А как дела у наших экипажей? Готовы ли они подняться в воздух? Нет, они физически не успевают все сделать. Машины подготовлены к вылету, но не полностью загружены: не хватает рабочих рук, У нас всего около полусотни бойцов комендантского взвода, работают днем и ночью и все равно не управляются. А самолеты надо спешно загрузить. Объявляется всеобщий аврал. Техники и механики, которые «латали» и заправляли самолеты, оставив инструменты, берутся за носилки. Работают и члены экипажей. М я на время тоже оставил свой пост. Мы грузим станки, переносим из барака, который находится за железными воротами аэродрома, раненых бойцов, ослабевших Женщин, детей...

Но вот самолеты поочередно поднимаются в небо. В течение получаса взлетела вся девятка.

Теперь можно бы немного передохнуть, но я еще Долго думаю о тех, кто там, в воздухе, над Ладогой. Среди членов экипажей немало молодых пилотов, [30] штурманов, бортмехаников, стрелков-радистов. Для них такой перелет очень серьезный экзамен. Мало того что самолеты идут на предельно низкой высоте, при ограниченной видимости, так еще опасность вражеского нападения постоянно подстерегает.

(Записи из коллекции)
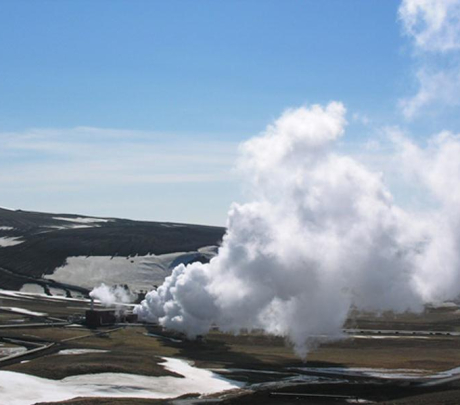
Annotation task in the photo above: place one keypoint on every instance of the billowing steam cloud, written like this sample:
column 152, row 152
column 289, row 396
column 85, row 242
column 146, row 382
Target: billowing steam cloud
column 322, row 234
column 112, row 296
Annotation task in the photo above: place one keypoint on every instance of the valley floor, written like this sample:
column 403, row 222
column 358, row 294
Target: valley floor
column 385, row 359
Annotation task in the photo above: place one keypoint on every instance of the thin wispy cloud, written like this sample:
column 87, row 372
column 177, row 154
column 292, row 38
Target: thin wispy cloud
column 81, row 157
column 433, row 27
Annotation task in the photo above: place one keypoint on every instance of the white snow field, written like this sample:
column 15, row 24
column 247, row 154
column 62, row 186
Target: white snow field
column 74, row 352
column 24, row 389
column 23, row 311
column 82, row 220
column 6, row 241
column 139, row 272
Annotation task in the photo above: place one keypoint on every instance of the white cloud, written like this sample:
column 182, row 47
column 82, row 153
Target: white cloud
column 82, row 157
column 434, row 25
column 323, row 232
column 434, row 28
column 438, row 88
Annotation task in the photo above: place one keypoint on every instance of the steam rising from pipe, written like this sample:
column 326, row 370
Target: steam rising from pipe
column 112, row 296
column 321, row 234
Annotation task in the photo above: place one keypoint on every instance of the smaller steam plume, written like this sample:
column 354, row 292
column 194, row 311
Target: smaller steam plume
column 112, row 296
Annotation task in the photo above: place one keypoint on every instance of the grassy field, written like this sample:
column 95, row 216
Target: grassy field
column 139, row 350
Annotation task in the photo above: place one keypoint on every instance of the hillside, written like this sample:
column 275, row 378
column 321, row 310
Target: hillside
column 33, row 245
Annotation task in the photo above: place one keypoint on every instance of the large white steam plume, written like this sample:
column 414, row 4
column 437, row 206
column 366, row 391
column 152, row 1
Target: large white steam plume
column 322, row 234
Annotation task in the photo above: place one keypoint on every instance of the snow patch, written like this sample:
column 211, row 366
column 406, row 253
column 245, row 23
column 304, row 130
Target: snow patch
column 24, row 389
column 139, row 272
column 82, row 220
column 23, row 311
column 72, row 352
column 6, row 241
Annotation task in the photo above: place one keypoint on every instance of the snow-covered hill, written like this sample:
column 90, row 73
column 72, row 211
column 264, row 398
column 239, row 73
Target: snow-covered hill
column 74, row 253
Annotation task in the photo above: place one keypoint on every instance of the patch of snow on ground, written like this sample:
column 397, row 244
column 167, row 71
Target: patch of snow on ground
column 72, row 352
column 388, row 337
column 23, row 311
column 139, row 272
column 6, row 241
column 367, row 372
column 32, row 296
column 72, row 226
column 24, row 389
column 82, row 220
column 9, row 351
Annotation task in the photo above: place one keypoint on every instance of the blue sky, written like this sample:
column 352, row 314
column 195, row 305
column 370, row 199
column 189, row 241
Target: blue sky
column 135, row 108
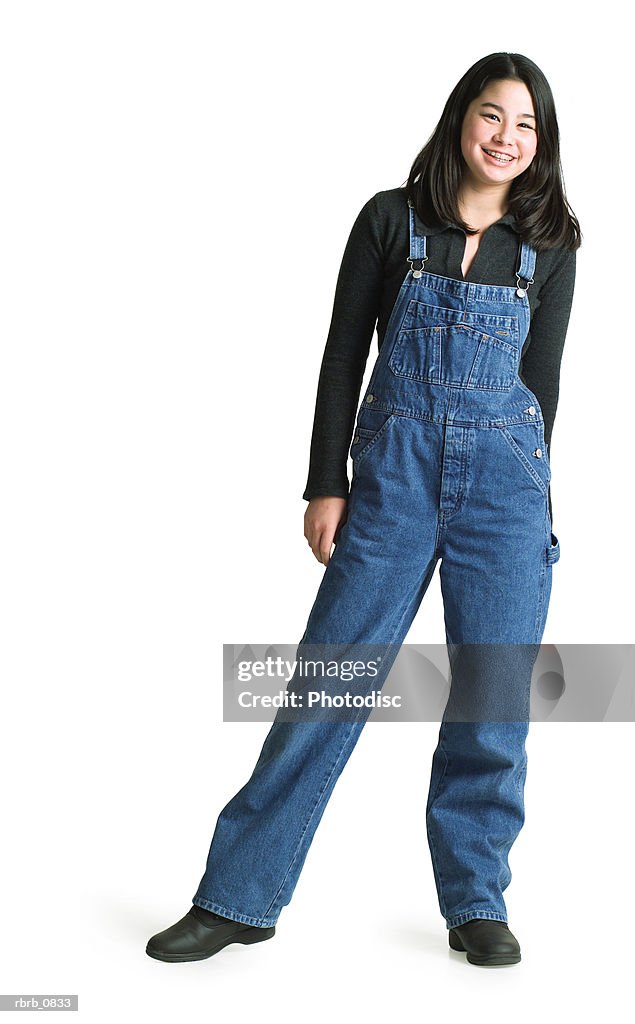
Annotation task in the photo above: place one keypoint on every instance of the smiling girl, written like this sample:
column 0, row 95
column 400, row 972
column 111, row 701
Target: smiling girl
column 467, row 272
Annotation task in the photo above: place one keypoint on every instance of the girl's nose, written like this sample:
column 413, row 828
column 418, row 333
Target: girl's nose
column 503, row 135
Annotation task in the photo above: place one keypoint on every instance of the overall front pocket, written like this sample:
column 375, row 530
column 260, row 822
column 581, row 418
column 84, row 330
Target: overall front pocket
column 370, row 427
column 527, row 443
column 455, row 354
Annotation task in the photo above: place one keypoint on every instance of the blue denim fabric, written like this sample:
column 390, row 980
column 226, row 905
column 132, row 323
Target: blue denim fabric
column 450, row 464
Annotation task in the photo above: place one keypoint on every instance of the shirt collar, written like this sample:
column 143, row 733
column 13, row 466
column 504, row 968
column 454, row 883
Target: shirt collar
column 507, row 218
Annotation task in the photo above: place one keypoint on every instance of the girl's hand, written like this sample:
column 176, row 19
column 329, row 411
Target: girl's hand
column 324, row 519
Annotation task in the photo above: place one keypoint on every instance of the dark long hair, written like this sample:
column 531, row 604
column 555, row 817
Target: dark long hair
column 537, row 197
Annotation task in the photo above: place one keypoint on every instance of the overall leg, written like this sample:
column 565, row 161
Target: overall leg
column 370, row 593
column 496, row 583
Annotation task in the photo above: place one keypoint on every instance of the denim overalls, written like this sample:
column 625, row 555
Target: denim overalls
column 450, row 463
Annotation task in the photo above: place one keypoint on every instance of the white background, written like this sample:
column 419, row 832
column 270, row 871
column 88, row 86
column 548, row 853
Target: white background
column 178, row 183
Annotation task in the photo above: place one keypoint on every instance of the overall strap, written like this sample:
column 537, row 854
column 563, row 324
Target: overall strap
column 417, row 245
column 526, row 264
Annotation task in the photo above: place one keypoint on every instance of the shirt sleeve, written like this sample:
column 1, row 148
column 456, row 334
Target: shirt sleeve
column 355, row 309
column 540, row 367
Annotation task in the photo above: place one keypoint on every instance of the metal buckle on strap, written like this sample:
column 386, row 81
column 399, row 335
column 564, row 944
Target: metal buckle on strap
column 417, row 259
column 523, row 284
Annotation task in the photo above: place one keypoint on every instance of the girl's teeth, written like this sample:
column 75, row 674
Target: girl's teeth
column 501, row 160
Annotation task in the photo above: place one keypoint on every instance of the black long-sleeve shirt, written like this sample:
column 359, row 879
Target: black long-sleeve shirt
column 372, row 271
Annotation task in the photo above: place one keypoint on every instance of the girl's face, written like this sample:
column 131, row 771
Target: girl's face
column 501, row 120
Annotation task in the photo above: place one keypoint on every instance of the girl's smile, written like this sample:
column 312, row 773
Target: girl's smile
column 499, row 137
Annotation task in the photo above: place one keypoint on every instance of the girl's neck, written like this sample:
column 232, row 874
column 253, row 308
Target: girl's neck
column 482, row 206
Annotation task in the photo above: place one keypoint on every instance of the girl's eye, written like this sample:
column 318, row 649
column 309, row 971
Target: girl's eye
column 521, row 125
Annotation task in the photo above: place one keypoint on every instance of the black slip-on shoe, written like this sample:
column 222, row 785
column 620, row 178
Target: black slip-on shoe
column 201, row 934
column 488, row 943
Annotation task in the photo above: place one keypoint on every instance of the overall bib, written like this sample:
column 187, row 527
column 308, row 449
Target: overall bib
column 450, row 463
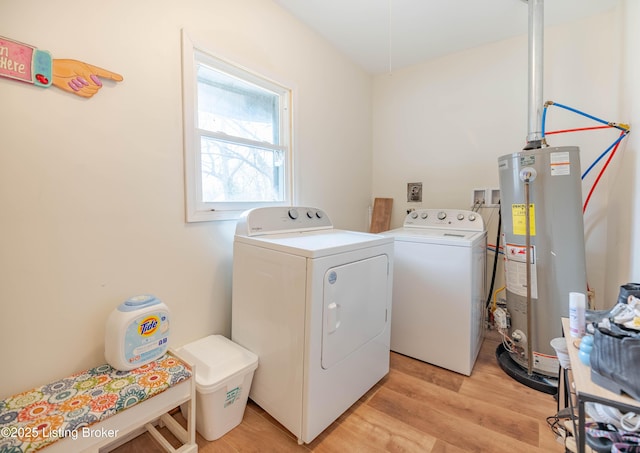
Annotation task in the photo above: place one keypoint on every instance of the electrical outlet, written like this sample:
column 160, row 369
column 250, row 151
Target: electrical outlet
column 414, row 191
column 478, row 197
column 500, row 318
column 493, row 197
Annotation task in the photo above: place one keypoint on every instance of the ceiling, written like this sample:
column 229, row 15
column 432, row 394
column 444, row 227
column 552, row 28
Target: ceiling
column 383, row 35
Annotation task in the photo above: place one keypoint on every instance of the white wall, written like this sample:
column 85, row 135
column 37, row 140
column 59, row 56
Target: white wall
column 445, row 123
column 92, row 190
column 624, row 261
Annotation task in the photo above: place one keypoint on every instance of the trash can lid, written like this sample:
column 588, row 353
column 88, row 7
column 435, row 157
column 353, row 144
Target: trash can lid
column 216, row 359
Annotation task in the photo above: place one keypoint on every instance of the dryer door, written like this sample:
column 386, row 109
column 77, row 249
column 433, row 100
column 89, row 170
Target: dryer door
column 354, row 308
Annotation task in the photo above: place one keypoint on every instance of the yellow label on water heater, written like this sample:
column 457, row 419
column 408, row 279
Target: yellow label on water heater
column 519, row 221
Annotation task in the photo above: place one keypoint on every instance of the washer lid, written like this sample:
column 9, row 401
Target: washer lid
column 314, row 244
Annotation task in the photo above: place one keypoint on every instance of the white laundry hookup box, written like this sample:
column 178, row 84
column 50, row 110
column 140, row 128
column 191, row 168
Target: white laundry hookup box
column 224, row 371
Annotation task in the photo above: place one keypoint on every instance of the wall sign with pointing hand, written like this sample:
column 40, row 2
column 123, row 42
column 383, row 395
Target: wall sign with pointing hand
column 28, row 64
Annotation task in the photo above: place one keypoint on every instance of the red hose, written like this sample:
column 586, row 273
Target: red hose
column 613, row 152
column 578, row 129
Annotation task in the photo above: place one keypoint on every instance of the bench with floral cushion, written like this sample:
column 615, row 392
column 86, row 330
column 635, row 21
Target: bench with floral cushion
column 101, row 407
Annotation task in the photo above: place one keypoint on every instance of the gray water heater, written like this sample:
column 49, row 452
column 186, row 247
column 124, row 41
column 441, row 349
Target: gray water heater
column 556, row 248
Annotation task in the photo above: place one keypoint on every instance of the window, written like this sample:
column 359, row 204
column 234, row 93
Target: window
column 237, row 138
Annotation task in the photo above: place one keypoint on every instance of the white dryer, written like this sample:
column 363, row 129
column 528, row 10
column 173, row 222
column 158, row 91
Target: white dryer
column 438, row 287
column 314, row 303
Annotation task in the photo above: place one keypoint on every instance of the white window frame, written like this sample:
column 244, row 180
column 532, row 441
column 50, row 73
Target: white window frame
column 196, row 209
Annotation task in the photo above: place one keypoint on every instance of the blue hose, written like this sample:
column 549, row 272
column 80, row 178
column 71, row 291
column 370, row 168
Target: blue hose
column 602, row 155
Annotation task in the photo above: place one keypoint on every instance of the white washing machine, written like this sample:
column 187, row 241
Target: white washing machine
column 314, row 303
column 439, row 287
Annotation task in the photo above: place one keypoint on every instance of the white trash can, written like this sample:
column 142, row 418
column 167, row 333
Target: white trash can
column 224, row 371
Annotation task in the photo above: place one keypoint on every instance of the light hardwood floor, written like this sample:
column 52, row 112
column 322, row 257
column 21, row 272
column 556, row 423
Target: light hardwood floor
column 417, row 407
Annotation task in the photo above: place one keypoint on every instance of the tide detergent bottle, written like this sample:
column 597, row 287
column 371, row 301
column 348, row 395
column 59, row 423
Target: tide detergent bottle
column 137, row 332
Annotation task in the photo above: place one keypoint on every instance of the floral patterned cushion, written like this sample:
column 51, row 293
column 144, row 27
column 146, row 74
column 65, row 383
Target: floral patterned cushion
column 34, row 419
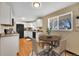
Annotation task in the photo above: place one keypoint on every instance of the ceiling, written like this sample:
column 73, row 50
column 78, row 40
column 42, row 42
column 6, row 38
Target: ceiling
column 24, row 11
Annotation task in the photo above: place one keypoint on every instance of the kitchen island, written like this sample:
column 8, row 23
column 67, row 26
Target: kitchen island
column 9, row 44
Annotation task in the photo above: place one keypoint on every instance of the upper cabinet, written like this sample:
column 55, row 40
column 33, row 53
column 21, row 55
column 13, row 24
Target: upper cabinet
column 5, row 14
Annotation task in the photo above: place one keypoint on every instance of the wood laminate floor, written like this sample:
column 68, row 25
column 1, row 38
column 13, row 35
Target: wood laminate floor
column 28, row 47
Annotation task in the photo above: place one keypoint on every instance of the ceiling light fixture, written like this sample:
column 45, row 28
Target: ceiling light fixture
column 36, row 4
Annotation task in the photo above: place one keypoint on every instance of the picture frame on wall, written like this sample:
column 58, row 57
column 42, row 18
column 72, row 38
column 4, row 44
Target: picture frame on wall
column 53, row 23
column 63, row 22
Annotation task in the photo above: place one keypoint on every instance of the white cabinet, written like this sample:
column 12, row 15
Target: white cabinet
column 9, row 46
column 5, row 14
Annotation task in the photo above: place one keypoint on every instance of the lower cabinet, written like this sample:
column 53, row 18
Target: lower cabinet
column 9, row 46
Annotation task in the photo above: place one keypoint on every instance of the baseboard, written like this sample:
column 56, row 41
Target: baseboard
column 72, row 53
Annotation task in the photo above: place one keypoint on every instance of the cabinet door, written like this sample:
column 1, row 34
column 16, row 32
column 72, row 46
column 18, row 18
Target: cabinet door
column 9, row 46
column 5, row 15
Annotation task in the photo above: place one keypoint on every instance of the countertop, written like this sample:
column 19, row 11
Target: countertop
column 8, row 35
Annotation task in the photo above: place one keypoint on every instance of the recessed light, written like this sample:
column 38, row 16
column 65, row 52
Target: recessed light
column 36, row 4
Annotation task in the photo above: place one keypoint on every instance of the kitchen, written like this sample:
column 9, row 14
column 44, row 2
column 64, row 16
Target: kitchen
column 9, row 36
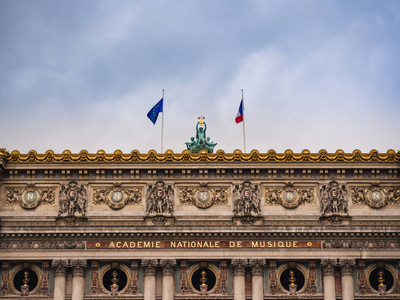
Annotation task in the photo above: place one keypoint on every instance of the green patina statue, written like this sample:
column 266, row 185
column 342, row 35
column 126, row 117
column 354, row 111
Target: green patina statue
column 202, row 142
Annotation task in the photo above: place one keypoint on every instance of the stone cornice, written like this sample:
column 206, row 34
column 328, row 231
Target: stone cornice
column 203, row 157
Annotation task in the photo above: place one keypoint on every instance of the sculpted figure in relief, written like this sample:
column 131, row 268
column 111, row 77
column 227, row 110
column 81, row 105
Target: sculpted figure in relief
column 334, row 199
column 246, row 199
column 73, row 199
column 159, row 199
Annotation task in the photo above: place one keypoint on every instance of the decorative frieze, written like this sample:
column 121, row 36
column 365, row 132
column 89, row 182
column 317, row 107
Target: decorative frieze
column 117, row 197
column 31, row 196
column 42, row 245
column 289, row 196
column 203, row 196
column 357, row 244
column 375, row 196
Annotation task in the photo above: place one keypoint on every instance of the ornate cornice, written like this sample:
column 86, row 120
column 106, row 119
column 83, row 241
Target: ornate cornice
column 220, row 156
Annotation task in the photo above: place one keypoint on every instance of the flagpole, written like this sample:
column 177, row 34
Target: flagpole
column 244, row 131
column 162, row 126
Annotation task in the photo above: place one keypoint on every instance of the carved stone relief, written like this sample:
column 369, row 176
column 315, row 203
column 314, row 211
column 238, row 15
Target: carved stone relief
column 117, row 197
column 246, row 199
column 289, row 196
column 73, row 198
column 31, row 196
column 203, row 196
column 159, row 199
column 375, row 196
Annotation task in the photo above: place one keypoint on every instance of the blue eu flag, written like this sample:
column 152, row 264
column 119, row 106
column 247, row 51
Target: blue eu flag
column 153, row 113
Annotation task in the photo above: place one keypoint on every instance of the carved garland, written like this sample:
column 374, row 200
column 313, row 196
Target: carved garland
column 289, row 197
column 203, row 197
column 117, row 197
column 374, row 196
column 30, row 197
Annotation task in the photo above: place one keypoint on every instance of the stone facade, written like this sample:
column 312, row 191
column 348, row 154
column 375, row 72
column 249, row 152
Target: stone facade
column 196, row 226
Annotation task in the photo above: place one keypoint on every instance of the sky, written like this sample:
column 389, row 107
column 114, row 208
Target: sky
column 315, row 74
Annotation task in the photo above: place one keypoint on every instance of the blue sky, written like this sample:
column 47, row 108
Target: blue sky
column 316, row 74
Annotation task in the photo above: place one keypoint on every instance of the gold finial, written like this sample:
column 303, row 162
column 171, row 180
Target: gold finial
column 26, row 279
column 114, row 280
column 292, row 279
column 381, row 279
column 203, row 278
column 201, row 120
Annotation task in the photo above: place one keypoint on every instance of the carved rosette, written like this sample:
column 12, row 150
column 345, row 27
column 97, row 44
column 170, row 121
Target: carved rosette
column 203, row 196
column 375, row 196
column 117, row 197
column 289, row 197
column 31, row 196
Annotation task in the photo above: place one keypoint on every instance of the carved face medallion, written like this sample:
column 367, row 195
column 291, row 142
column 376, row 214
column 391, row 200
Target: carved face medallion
column 117, row 196
column 290, row 196
column 376, row 196
column 203, row 196
column 246, row 193
column 160, row 193
column 30, row 196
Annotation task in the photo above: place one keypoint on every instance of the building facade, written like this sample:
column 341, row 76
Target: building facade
column 200, row 226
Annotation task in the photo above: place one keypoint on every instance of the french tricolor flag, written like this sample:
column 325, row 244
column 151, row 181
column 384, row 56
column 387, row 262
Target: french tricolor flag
column 239, row 116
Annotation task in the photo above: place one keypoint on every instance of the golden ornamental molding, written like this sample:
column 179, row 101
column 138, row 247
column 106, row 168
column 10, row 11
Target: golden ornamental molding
column 186, row 157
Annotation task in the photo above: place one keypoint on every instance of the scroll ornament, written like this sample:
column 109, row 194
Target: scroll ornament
column 30, row 197
column 289, row 196
column 117, row 197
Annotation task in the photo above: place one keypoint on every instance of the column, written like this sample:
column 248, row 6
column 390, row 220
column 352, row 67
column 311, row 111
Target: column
column 78, row 278
column 257, row 278
column 346, row 269
column 168, row 286
column 239, row 288
column 60, row 278
column 328, row 272
column 149, row 285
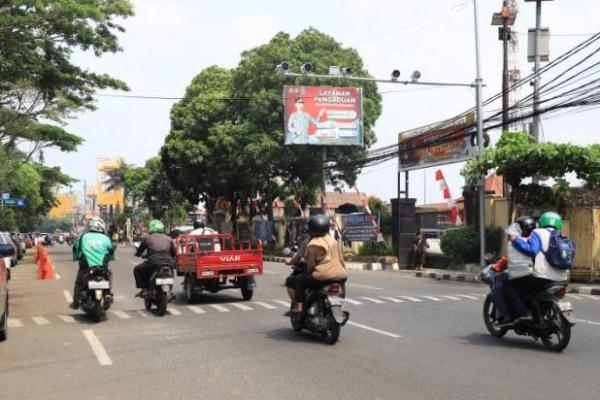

УСЛОВИЯ ЗАДАНИЙ
1. Сколько времени, согласно тексту о вылете самолетов над Ладогой, заняло взлет всей девятки?
2. Напишите продолжение текста о вылете самолетов над Ладогой, начав сразу после его последнего предложения.

ОТВЕТЫ НИЖЕ
1. Вся девятка взлетела в течение получаса.

2.
Мне приходилось по роду работы сталкиваться с разными людьми — техниками и работниками штаба, с рабочими ленинградских предприятий и деятелями культуры. Многое, разумеется, стерлось в памяти, но о боевых товарищах, с которыми трудился бок о бок, помню до сих пор.

Да и как можно, например, забыть летчика Петра Михайловича Захарова — одного из пионеров нашей авиации, мастера своего дела. С партией Захаров связал свою судьбу еще в годы первой мировой войны. Вел пропагандистскую работу в своем взводе, распространял большевистскую литературу, газету «Солдатская правда», С оружием в руках защищал Советскую республику от белогвардейцев и иностранных интервентов. В 1923 году закончил летное училище, воевал с басмачами в Средней Азии. За мужество и отвагу, проявленные в боях с врагами, Захарова наградили орденом Красного Знамени и именным оружием — маузером с надписью «Стойкому защитнику пролетарской революции: от Реввоенсовета СССР».

Добрая слава шла в аэропорту о Захарове. Ему давали наиболее ответственные задания. Еще до войны он открывал авиалинию Ленинград — Таллин — Рига — Кенигсберг, осваивал маршруты на Крайний Север. Это был летчик, которым гордились. На него равнялись, его ставили в пример.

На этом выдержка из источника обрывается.